───── Source passage ─────
Monday, July 8, 2013

Baby Geniuses



Finally! The main course showed up! The previous chapters, although intriguing, were really technical and super-wordy. I have found a bit challenging to keep the whimsical tone in the blog, and not to go all APA-research style on y'all. This book has forced me to read the hard stuff and contextualize it all. Maybe the name of this blog entry should have been "Heather Contextualizes It All". I really have felt like I have been standing in a room of filing cabinets, attempting to find the correct spot in my brain for all the information. Something a   little like my picture above.

I have even felt like I am looking up from the floor from time to time. However, through the struggle, I am reminded that it is all apart of the bigger picture of being a learner. This is what we ask our students to do in our classrooms on a regular basis. Read it and make meaning. We ask them to do it for seven hours straight. Still apart of the struggle.

I want to talk about the following TED talk for just a moment.
Patricia Kuhl: The Iinguistic genius of babies 

In this TED talk, she speaks specifically to the what happens to the American babies when exposed to different languages in the first 12 months of life. She challenges what really happens in the brain during the first months of life. I bring this TED talk up due the real connections in this chapter. When the brain begins to pick up new language, the brain activates. In Patricia Kuhl's study, she intertwined two languages and focused on babies from 0-6 months. She and her team wanted to know the impact of different languages on the brain in their earliest development.

Tying this is to Proust and the Squid, it was proven that as early as an infant can sit on a caregiver's lap, a child can associate reading to being loved. Because both events occur, before a baby's first birthday, it is important to also note that by talking to our children, neuronal pathways are taking shape while we don't realize it. The language development is obviously a lifelong experience. Specifically, it is found the first five years of life are the most important. In ages 2-5 years of age, kids will learn between two to four words a day. Sweet neurons on fire!
─────
Give the blog post again, starting with "I have even" and going on through "of the struggle.", substituting "schools" for "classrooms".
───── Dataset excerpts ─────
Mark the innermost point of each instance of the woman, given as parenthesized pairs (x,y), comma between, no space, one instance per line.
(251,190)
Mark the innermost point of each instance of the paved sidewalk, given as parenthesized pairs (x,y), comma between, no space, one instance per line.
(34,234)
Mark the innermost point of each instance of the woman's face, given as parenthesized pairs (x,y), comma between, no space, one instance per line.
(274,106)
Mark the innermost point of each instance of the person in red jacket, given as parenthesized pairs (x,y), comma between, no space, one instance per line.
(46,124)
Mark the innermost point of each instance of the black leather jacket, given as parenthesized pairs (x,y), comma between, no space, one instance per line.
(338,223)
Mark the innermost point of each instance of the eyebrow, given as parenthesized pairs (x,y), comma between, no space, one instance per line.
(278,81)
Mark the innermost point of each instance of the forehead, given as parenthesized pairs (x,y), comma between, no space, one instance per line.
─────
◆ **The output**:
I have even felt like I am looking up from the floor from time to time. However, through the struggle, I am reminded that it is all apart of the bigger picture of being a learner. This is what we ask our students to do in our schools on a regular basis. Read it and make meaning. We ask them to do it for seven hours straight. Still apart of the struggle.